Arrange the records, from the start up to and including the line with "(1035, 854)", as a two-column CSV with the columns instruction and points. Give one row per instruction, put the instruction and its answer each in a single quoted field with line breaks turned into spaces, and leave the pictures out.

= = = = = = =

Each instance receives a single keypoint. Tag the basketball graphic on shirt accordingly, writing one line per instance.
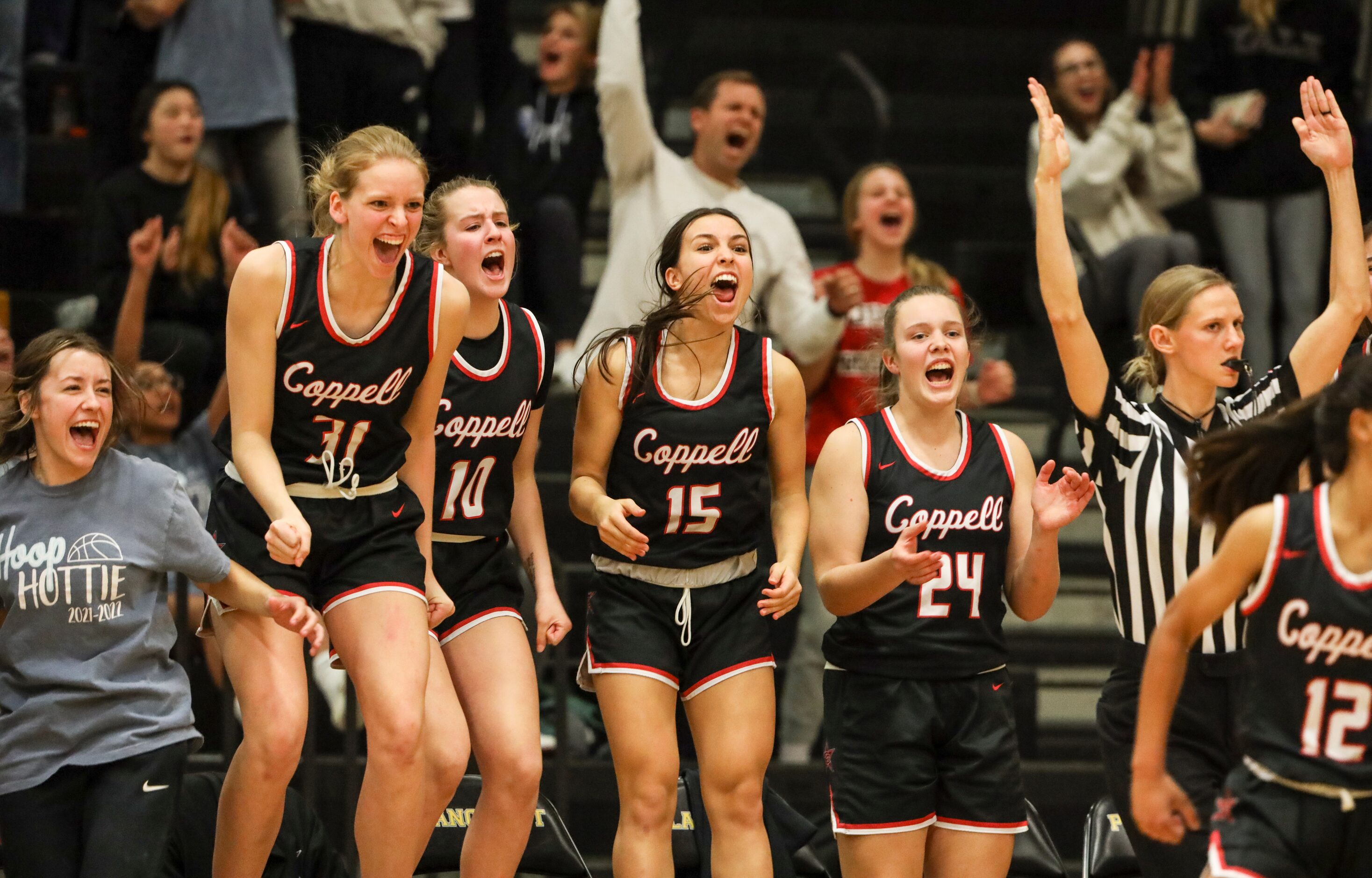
(95, 548)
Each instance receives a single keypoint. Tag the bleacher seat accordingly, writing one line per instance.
(1106, 851)
(551, 849)
(1035, 854)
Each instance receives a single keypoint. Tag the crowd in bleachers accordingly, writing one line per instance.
(202, 115)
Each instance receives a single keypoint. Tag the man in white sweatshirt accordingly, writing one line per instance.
(651, 187)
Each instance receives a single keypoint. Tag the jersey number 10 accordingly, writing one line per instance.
(969, 579)
(473, 491)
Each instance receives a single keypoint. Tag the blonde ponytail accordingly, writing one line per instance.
(338, 166)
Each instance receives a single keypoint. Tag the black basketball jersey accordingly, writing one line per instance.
(950, 626)
(341, 401)
(1309, 642)
(699, 468)
(481, 426)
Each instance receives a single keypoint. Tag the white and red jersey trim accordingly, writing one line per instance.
(488, 375)
(877, 829)
(768, 378)
(538, 346)
(457, 629)
(376, 588)
(719, 677)
(629, 372)
(625, 667)
(943, 475)
(388, 316)
(1260, 588)
(725, 376)
(976, 826)
(1005, 453)
(1329, 552)
(1219, 869)
(866, 448)
(435, 306)
(288, 291)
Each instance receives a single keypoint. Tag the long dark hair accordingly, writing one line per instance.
(888, 383)
(206, 202)
(674, 305)
(31, 367)
(1239, 468)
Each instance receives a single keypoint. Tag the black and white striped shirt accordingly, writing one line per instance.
(1135, 453)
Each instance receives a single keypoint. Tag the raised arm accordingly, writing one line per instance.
(417, 470)
(1038, 512)
(787, 466)
(837, 532)
(144, 249)
(626, 118)
(599, 419)
(1085, 364)
(1160, 807)
(802, 323)
(1327, 142)
(532, 541)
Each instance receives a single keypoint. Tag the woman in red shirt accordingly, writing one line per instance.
(878, 213)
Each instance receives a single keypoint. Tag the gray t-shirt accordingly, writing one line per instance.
(86, 669)
(193, 456)
(237, 57)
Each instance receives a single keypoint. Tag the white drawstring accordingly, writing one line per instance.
(346, 488)
(684, 617)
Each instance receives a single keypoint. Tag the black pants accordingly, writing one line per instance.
(108, 821)
(1202, 748)
(348, 80)
(551, 265)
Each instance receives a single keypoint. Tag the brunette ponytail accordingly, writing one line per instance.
(674, 306)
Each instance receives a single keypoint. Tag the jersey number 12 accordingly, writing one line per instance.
(1352, 720)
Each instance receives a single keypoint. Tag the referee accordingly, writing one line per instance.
(1192, 337)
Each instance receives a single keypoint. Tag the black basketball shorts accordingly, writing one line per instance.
(357, 547)
(632, 629)
(905, 755)
(482, 581)
(1265, 830)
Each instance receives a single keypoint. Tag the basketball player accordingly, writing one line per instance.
(96, 722)
(927, 520)
(1298, 806)
(1190, 341)
(681, 420)
(485, 496)
(338, 352)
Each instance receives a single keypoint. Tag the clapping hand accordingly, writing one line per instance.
(916, 566)
(146, 245)
(1060, 503)
(1054, 154)
(1324, 134)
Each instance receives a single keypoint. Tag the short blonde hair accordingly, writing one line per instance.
(1165, 303)
(338, 166)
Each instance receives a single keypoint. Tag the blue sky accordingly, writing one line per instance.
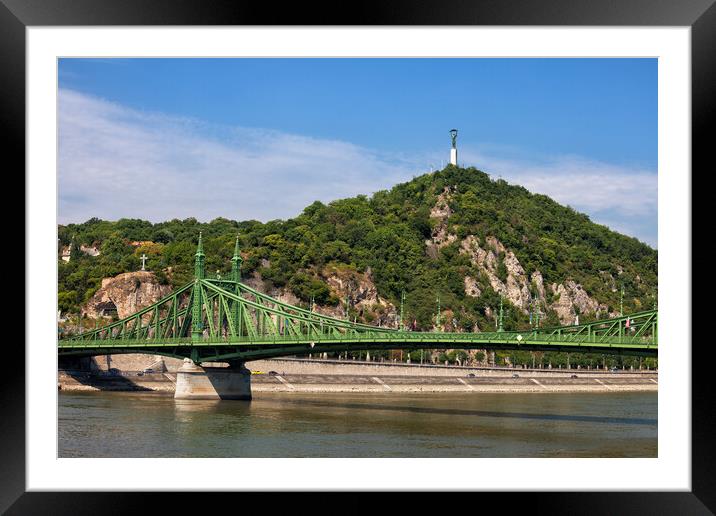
(165, 138)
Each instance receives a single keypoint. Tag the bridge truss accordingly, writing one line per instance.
(225, 320)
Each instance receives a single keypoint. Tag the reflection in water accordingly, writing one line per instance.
(360, 425)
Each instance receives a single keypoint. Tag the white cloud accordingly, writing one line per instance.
(118, 162)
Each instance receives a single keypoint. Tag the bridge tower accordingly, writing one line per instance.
(453, 150)
(236, 261)
(197, 328)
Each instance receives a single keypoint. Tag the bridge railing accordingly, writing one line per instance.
(440, 339)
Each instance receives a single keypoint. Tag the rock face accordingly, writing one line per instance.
(515, 287)
(362, 296)
(125, 294)
(440, 213)
(571, 298)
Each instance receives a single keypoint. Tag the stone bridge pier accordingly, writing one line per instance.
(213, 383)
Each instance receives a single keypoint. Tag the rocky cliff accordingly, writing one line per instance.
(125, 294)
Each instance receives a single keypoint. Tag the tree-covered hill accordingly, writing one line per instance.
(415, 237)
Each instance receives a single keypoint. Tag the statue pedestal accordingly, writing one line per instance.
(212, 383)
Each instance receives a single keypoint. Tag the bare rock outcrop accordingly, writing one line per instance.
(515, 287)
(472, 287)
(125, 294)
(362, 295)
(571, 295)
(440, 213)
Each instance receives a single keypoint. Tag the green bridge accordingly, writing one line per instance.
(224, 320)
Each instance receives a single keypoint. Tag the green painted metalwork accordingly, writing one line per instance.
(222, 319)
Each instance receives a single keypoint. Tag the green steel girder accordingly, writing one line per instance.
(224, 319)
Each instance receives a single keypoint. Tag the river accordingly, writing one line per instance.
(126, 424)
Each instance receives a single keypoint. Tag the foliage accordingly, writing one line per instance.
(385, 233)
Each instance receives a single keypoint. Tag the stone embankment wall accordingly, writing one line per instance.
(334, 367)
(324, 376)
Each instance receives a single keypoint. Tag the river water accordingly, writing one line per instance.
(125, 424)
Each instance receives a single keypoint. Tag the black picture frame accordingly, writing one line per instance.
(17, 15)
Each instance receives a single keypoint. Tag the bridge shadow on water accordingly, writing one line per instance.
(476, 413)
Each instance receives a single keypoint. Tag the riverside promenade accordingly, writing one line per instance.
(313, 375)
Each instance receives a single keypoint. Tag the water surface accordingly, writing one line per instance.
(125, 424)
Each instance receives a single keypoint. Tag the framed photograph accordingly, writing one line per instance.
(335, 257)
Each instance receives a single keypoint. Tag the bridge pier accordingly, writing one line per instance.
(213, 383)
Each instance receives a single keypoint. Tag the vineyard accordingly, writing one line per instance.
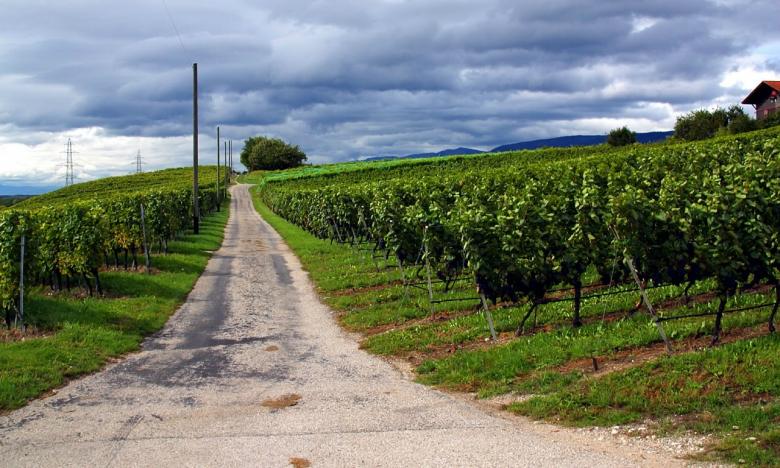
(528, 272)
(523, 225)
(71, 233)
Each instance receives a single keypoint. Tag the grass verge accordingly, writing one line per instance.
(73, 335)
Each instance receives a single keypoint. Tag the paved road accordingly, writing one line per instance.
(193, 395)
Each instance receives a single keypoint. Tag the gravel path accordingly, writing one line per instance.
(253, 331)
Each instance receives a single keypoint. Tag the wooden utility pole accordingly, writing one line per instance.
(219, 194)
(195, 203)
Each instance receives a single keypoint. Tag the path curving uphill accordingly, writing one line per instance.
(253, 371)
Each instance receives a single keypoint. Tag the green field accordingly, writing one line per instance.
(79, 235)
(531, 231)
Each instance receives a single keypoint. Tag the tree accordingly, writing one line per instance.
(621, 137)
(266, 153)
(702, 124)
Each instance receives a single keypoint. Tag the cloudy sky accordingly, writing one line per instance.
(346, 79)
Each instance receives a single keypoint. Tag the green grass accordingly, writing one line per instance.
(731, 390)
(79, 335)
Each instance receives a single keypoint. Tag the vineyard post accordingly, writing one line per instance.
(195, 201)
(646, 300)
(488, 315)
(21, 285)
(146, 243)
(403, 279)
(428, 273)
(218, 175)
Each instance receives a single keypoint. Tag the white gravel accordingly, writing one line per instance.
(192, 396)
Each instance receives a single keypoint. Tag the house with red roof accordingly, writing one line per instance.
(764, 99)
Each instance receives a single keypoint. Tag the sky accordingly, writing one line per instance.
(347, 79)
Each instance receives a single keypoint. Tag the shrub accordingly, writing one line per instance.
(621, 137)
(270, 154)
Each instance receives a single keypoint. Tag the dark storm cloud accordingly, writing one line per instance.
(346, 78)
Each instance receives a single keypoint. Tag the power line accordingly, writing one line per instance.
(173, 23)
(69, 163)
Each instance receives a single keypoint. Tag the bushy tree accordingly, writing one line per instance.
(621, 137)
(266, 153)
(772, 120)
(702, 124)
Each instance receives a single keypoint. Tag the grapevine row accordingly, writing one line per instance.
(681, 213)
(70, 233)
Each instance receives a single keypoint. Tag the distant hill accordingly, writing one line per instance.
(577, 140)
(558, 142)
(447, 152)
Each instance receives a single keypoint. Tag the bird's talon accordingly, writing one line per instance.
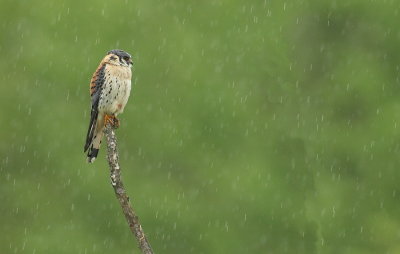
(112, 120)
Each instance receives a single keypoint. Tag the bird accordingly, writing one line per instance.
(110, 87)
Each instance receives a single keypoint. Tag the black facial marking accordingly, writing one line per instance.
(121, 54)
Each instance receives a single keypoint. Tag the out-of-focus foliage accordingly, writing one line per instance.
(253, 126)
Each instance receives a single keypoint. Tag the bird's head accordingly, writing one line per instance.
(119, 57)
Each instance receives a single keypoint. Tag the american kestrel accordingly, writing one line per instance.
(110, 87)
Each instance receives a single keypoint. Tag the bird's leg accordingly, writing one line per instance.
(116, 122)
(111, 119)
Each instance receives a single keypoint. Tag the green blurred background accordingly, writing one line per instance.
(253, 126)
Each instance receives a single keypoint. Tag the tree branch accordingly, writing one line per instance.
(130, 215)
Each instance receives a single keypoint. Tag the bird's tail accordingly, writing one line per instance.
(95, 146)
(94, 136)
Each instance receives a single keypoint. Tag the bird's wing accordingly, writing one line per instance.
(96, 86)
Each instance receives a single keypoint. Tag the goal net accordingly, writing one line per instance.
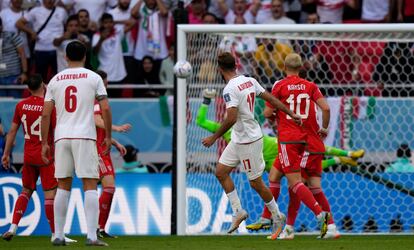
(367, 74)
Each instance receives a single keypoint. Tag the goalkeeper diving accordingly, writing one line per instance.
(270, 153)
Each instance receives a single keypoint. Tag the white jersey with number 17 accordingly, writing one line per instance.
(74, 91)
(241, 92)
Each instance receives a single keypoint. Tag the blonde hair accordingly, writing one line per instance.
(293, 61)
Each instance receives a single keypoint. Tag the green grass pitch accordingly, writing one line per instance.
(403, 242)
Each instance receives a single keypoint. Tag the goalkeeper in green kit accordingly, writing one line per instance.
(270, 152)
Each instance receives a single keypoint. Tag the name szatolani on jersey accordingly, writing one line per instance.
(245, 85)
(30, 107)
(72, 76)
(297, 87)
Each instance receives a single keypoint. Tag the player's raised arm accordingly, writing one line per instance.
(326, 116)
(45, 125)
(11, 136)
(279, 105)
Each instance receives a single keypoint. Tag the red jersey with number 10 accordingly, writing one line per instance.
(299, 95)
(29, 113)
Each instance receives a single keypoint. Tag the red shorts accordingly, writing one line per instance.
(312, 165)
(290, 157)
(30, 174)
(105, 166)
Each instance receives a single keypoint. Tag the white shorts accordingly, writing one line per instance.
(80, 155)
(250, 155)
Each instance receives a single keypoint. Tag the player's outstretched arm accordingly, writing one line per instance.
(45, 125)
(119, 147)
(11, 136)
(117, 128)
(279, 105)
(107, 118)
(326, 116)
(225, 126)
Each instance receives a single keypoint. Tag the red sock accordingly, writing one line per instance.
(20, 207)
(275, 189)
(305, 195)
(49, 214)
(293, 209)
(105, 202)
(321, 199)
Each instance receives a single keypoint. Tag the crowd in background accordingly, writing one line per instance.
(134, 40)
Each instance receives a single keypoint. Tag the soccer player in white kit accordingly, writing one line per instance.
(73, 92)
(246, 143)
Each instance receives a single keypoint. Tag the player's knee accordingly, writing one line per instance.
(27, 192)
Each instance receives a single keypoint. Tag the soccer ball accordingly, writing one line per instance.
(182, 69)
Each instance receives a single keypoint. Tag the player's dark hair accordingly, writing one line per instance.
(106, 16)
(226, 61)
(131, 153)
(102, 74)
(404, 151)
(34, 82)
(83, 10)
(72, 18)
(76, 51)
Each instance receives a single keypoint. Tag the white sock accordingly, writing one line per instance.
(273, 208)
(234, 201)
(60, 209)
(13, 228)
(91, 213)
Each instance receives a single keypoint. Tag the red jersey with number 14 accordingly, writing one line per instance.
(28, 112)
(299, 95)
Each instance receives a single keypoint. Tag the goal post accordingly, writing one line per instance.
(195, 180)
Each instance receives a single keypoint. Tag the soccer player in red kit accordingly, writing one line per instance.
(28, 112)
(106, 167)
(297, 94)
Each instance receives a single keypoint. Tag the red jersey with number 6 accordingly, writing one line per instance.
(28, 112)
(299, 95)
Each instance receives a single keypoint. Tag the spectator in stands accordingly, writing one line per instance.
(10, 16)
(396, 68)
(331, 11)
(107, 45)
(278, 14)
(270, 55)
(122, 17)
(196, 10)
(166, 75)
(148, 75)
(96, 8)
(85, 26)
(71, 34)
(13, 63)
(131, 162)
(403, 163)
(151, 41)
(48, 23)
(372, 12)
(240, 9)
(214, 8)
(406, 11)
(210, 18)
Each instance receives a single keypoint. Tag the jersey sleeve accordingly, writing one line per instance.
(16, 117)
(230, 98)
(49, 93)
(100, 89)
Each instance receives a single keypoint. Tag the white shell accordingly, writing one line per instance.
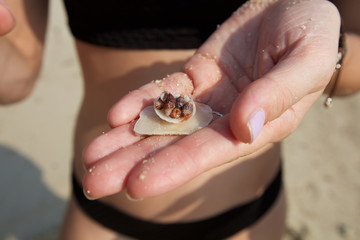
(149, 122)
(162, 115)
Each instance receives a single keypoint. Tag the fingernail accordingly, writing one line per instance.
(256, 123)
(128, 196)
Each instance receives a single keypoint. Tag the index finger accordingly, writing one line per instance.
(129, 107)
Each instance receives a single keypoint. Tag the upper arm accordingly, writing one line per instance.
(22, 49)
(28, 36)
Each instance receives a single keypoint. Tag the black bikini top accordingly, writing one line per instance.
(157, 24)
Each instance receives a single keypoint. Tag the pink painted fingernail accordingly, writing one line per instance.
(256, 123)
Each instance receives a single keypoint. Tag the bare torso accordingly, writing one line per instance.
(108, 75)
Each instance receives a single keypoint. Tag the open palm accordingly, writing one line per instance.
(262, 69)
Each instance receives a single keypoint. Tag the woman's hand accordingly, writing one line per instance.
(262, 69)
(7, 19)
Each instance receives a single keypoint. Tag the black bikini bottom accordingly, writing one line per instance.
(218, 227)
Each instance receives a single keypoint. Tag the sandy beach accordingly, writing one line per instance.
(321, 158)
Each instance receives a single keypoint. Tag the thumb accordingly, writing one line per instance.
(7, 18)
(286, 84)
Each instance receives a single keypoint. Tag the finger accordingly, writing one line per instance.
(129, 107)
(7, 18)
(108, 176)
(107, 143)
(305, 70)
(177, 164)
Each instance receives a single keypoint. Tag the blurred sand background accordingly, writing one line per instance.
(321, 159)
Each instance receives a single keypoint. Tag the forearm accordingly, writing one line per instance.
(349, 78)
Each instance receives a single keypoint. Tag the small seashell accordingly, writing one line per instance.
(177, 108)
(185, 118)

= = = = = = =

**REPLY**
instruction,points
"Each instance receives a single keypoint. Tag the basketball graphic on shirt accordingly, writing one line per instance.","(95, 548)"
"Each instance receives a single keypoint. Tag the bleacher seat accordingly, writing one line per instance.","(1106, 851) (551, 849) (1035, 854)"